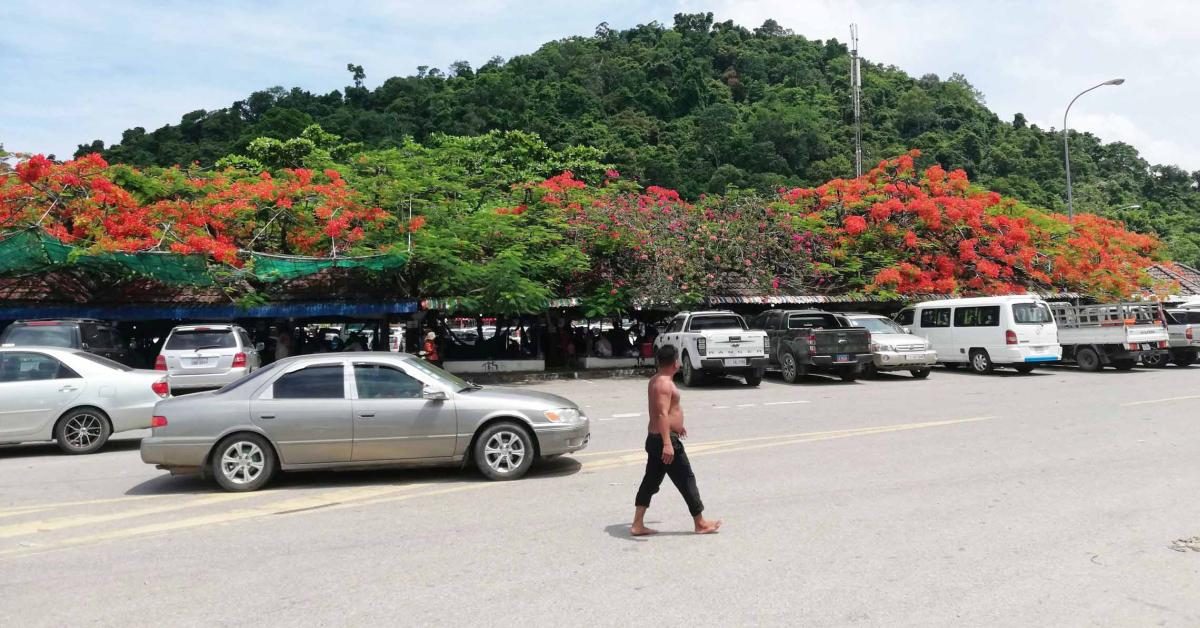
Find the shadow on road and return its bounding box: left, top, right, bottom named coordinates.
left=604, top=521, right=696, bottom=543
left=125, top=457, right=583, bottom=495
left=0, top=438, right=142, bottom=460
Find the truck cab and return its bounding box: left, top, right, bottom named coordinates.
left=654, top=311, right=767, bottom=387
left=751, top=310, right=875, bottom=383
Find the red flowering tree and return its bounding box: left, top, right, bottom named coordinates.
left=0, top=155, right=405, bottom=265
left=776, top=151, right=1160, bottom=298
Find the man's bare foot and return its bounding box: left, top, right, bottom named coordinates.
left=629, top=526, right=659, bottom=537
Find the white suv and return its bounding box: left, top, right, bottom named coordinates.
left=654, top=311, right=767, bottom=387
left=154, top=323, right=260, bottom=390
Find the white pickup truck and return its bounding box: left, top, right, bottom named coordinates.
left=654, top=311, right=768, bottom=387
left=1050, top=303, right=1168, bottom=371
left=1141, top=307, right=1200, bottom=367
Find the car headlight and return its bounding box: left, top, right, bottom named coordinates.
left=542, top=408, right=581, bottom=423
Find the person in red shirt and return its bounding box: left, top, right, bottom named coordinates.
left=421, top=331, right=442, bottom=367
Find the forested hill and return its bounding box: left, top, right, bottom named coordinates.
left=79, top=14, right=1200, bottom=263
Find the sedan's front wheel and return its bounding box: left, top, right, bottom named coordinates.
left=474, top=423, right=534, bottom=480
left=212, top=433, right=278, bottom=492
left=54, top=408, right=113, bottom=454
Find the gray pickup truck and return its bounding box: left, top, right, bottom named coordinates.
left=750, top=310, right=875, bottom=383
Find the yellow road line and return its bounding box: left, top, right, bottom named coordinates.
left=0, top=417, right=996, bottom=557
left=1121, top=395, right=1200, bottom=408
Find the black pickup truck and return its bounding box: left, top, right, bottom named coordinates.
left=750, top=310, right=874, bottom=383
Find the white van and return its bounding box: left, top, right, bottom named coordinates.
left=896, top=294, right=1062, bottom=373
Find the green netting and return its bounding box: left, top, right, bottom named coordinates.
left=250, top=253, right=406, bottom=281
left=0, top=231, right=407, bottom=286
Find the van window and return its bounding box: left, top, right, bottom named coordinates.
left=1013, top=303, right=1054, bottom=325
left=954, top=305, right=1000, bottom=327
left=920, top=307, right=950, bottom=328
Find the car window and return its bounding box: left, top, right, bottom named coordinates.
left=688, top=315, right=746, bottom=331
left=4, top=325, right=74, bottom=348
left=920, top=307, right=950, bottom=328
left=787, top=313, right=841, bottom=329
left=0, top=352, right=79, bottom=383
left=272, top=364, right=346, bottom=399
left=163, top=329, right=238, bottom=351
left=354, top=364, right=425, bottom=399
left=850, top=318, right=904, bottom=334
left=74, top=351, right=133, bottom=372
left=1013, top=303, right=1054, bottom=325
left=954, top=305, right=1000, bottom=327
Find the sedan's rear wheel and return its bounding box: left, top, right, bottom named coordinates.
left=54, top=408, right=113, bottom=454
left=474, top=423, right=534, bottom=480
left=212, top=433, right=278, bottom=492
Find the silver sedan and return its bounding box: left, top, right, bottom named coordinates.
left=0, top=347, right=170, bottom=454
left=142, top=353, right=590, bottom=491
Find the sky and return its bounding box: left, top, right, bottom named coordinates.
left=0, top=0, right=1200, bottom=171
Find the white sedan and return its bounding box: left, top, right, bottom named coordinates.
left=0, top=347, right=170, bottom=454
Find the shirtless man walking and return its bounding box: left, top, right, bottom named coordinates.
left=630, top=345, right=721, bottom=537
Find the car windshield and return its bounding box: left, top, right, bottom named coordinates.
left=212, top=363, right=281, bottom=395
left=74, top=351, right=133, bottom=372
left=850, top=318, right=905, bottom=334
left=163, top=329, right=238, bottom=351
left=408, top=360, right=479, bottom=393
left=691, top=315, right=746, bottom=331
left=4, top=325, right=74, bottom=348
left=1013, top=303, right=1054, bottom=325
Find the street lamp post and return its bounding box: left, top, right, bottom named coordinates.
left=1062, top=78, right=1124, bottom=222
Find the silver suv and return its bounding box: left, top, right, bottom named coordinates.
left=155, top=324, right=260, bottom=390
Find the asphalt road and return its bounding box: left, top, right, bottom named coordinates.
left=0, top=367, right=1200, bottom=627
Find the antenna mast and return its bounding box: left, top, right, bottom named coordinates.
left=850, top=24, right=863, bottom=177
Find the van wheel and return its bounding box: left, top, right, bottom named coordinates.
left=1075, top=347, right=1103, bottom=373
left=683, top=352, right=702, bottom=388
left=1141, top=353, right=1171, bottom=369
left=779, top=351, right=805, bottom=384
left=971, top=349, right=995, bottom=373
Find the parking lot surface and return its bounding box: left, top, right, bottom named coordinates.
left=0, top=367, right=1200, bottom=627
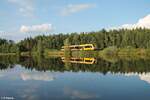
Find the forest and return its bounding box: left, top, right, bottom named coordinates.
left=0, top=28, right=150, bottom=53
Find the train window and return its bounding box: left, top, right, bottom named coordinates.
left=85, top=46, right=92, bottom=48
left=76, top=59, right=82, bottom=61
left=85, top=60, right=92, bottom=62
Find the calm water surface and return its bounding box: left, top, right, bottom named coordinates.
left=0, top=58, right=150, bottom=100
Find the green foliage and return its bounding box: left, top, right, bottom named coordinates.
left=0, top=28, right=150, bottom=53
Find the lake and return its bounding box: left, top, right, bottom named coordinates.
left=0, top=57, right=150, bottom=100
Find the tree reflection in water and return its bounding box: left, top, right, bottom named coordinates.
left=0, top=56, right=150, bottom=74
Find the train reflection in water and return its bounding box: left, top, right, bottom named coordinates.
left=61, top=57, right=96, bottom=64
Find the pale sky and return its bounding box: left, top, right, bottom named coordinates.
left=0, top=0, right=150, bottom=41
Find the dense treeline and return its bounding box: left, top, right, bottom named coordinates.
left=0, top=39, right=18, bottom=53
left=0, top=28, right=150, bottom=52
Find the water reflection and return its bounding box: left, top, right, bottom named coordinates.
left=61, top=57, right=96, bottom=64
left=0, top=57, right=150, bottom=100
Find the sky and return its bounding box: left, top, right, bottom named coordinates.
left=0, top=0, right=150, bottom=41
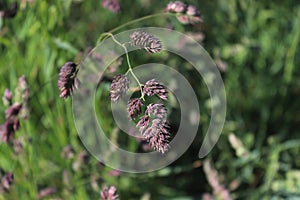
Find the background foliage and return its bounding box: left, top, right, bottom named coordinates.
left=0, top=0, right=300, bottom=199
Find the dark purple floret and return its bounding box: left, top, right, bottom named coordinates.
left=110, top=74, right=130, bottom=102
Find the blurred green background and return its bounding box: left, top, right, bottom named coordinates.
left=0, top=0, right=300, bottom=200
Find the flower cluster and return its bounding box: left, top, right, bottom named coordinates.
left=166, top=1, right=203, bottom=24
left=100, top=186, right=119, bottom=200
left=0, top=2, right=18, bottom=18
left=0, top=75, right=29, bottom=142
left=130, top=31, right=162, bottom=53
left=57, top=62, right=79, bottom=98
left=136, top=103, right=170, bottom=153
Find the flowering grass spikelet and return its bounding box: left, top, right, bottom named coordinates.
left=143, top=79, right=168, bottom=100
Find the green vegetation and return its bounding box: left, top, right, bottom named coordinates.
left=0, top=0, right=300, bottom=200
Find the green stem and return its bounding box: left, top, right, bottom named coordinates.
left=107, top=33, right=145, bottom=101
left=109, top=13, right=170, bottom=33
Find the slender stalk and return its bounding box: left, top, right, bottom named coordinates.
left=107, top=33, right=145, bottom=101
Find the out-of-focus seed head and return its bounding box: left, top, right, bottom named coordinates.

> **Exercise brief**:
Copy all of the records above word for word, leaving out the pictures.

> **Exercise response**:
Find the shadow on road and return its bounding box: left, top, right, bottom named coordinates.
left=604, top=521, right=696, bottom=543
left=125, top=457, right=583, bottom=495
left=0, top=438, right=142, bottom=460
Find the truck cab and return its bounding box: left, top, right, bottom named coordinates.
left=654, top=311, right=767, bottom=387
left=751, top=310, right=875, bottom=383
Find the red flowering tree and return its bounding box: left, top, right, bottom named coordinates.
left=0, top=155, right=405, bottom=265
left=776, top=151, right=1160, bottom=298
Find the man's bare foot and return its bounding box: left, top, right, bottom named coordinates.
left=629, top=526, right=659, bottom=537
Find the white suv and return its bounding box: left, top, right, bottom named coordinates.
left=654, top=311, right=767, bottom=387
left=154, top=323, right=260, bottom=390
Find the white pickup truck and return its bounding box: left, top, right, bottom named coordinates.
left=654, top=311, right=768, bottom=387
left=1050, top=303, right=1168, bottom=371
left=1141, top=307, right=1200, bottom=367
Find the car headlight and return its bounding box: left, top, right, bottom named coordinates.
left=542, top=408, right=581, bottom=423
Find the person in red shirt and return its bounding box: left, top, right, bottom named coordinates.
left=421, top=331, right=442, bottom=367
Find the forested hill and return its bounding box: left, top, right, bottom named coordinates.
left=79, top=14, right=1200, bottom=263
Find the sedan's front wheel and return its bounding box: left, top, right, bottom named coordinates.
left=474, top=423, right=534, bottom=480
left=212, top=433, right=278, bottom=492
left=54, top=408, right=113, bottom=454
Find the gray pickup truck and return its bounding box: left, top, right, bottom named coordinates.
left=750, top=310, right=875, bottom=383
Find the yellow road line and return its bounding box: left, top, right, bottom named coordinates.
left=0, top=417, right=996, bottom=557
left=1121, top=395, right=1200, bottom=408
Find the black pickup truck and return its bounding box: left, top, right, bottom named coordinates.
left=750, top=310, right=874, bottom=383
Find the white van and return its bounding box: left, top, right, bottom named coordinates.
left=896, top=294, right=1062, bottom=373
Find the green netting and return its bounding box: left, top, right, bottom named coordinates.
left=250, top=253, right=406, bottom=281
left=0, top=231, right=407, bottom=286
Find the van window and return its bounding box: left, top, right, bottom named coordinates.
left=1013, top=303, right=1054, bottom=325
left=954, top=305, right=1000, bottom=327
left=920, top=307, right=950, bottom=328
Find the car window and return its bounding box: left, top, right, bottom named coordinates.
left=688, top=315, right=746, bottom=331
left=4, top=325, right=74, bottom=348
left=920, top=307, right=950, bottom=328
left=787, top=313, right=841, bottom=329
left=0, top=352, right=79, bottom=383
left=272, top=364, right=346, bottom=399
left=163, top=329, right=238, bottom=351
left=354, top=364, right=425, bottom=399
left=850, top=318, right=904, bottom=334
left=74, top=351, right=133, bottom=372
left=1013, top=303, right=1054, bottom=325
left=954, top=305, right=1000, bottom=327
Find the sedan's rear wheel and return its bounding box: left, top, right, bottom named coordinates.
left=54, top=408, right=113, bottom=454
left=474, top=423, right=534, bottom=480
left=212, top=433, right=278, bottom=492
Find the silver sedan and return its bounding box: left, top, right, bottom named coordinates.
left=0, top=347, right=170, bottom=454
left=142, top=353, right=590, bottom=491
Find the sky and return its bounding box: left, top, right, bottom named coordinates.
left=0, top=0, right=1200, bottom=171
Find the white sedan and return its bounding box: left, top, right, bottom named coordinates.
left=0, top=347, right=170, bottom=454
Find the shirtless man walking and return its bounding box: left, top, right, bottom named coordinates.
left=630, top=345, right=721, bottom=537
Find the car windshield and return its bounding box: left, top, right, bottom named coordinates.
left=212, top=363, right=281, bottom=395
left=74, top=351, right=133, bottom=372
left=850, top=318, right=905, bottom=334
left=163, top=329, right=238, bottom=351
left=408, top=360, right=479, bottom=393
left=691, top=315, right=746, bottom=331
left=4, top=325, right=74, bottom=348
left=1013, top=303, right=1054, bottom=325
Find the street lamp post and return its bounding box: left, top, right, bottom named coordinates.
left=1062, top=78, right=1124, bottom=222
Find the silver suv and return its bounding box: left, top, right, bottom named coordinates.
left=155, top=324, right=260, bottom=390
Find the asphalt road and return its bounding box: left, top, right, bottom named coordinates.
left=0, top=367, right=1200, bottom=627
Find the antenna mast and return its bounding box: left, top, right, bottom named coordinates.
left=850, top=24, right=863, bottom=177
Find the van wheel and return its bounding box: left, top, right, bottom named coordinates.
left=1075, top=347, right=1103, bottom=373
left=683, top=352, right=702, bottom=388
left=1141, top=353, right=1171, bottom=369
left=779, top=351, right=805, bottom=384
left=971, top=349, right=995, bottom=373
Find the parking lot surface and return its bounding box: left, top, right, bottom named coordinates.
left=0, top=367, right=1200, bottom=627
Find the forest and return its bounding box: left, top, right, bottom named coordinates.
left=0, top=28, right=150, bottom=53
Find the train window and return its bounding box: left, top, right, bottom named coordinates.
left=85, top=46, right=92, bottom=48
left=76, top=59, right=82, bottom=61
left=85, top=60, right=92, bottom=62
Find the calm water surface and return its bounding box: left, top, right, bottom named coordinates.
left=0, top=58, right=150, bottom=100
Find the green foliage and return its bounding box: left, top, right, bottom named coordinates.
left=0, top=28, right=150, bottom=53
Find the lake and return its bounding box: left, top, right, bottom named coordinates.
left=0, top=57, right=150, bottom=100
Find the tree reflection in water and return its bounding box: left, top, right, bottom named coordinates.
left=0, top=56, right=150, bottom=74
Find the train reflection in water and return its bounding box: left, top, right, bottom named coordinates.
left=61, top=57, right=96, bottom=64
Find the pale sky and return its bounding box: left, top, right, bottom named coordinates.
left=0, top=0, right=150, bottom=41
Find the dense treeline and return its bounding box: left, top, right, bottom named coordinates.
left=0, top=39, right=18, bottom=53
left=0, top=28, right=150, bottom=52
Find the water reflection and return its bounding box: left, top, right, bottom named coordinates.
left=61, top=57, right=96, bottom=64
left=0, top=57, right=150, bottom=100
Find the sky and return its bounding box: left, top, right, bottom named coordinates.
left=0, top=0, right=150, bottom=41
Find the background foliage and return its bounding box: left, top, right, bottom named coordinates.
left=0, top=0, right=300, bottom=199
Find the dark purple floret and return its bounding box: left, top, right, bottom named coordinates.
left=110, top=74, right=130, bottom=102
Find the blurred green background and return its bounding box: left, top, right, bottom named coordinates.
left=0, top=0, right=300, bottom=200
Find the flower cluster and return its bounding box: left, top, right, bottom named coordinates.
left=166, top=1, right=203, bottom=24
left=100, top=186, right=119, bottom=200
left=0, top=2, right=18, bottom=18
left=0, top=75, right=29, bottom=142
left=130, top=31, right=162, bottom=53
left=57, top=62, right=79, bottom=98
left=136, top=103, right=170, bottom=153
Find the flowering grass spikelet and return its bounding box: left, top, right, bottom named coordinates.
left=143, top=79, right=168, bottom=100
Find the green vegetation and return its bounding box: left, top, right, bottom named coordinates.
left=0, top=0, right=300, bottom=200
Find the green stem and return its bounding box: left, top, right, bottom named coordinates.
left=107, top=33, right=145, bottom=101
left=109, top=13, right=170, bottom=33
Find the slender stalk and return its bounding box: left, top, right, bottom named coordinates.
left=107, top=33, right=145, bottom=101
Find the out-of-focus seed head and return its bounding box: left, top, right, bottom named coordinates.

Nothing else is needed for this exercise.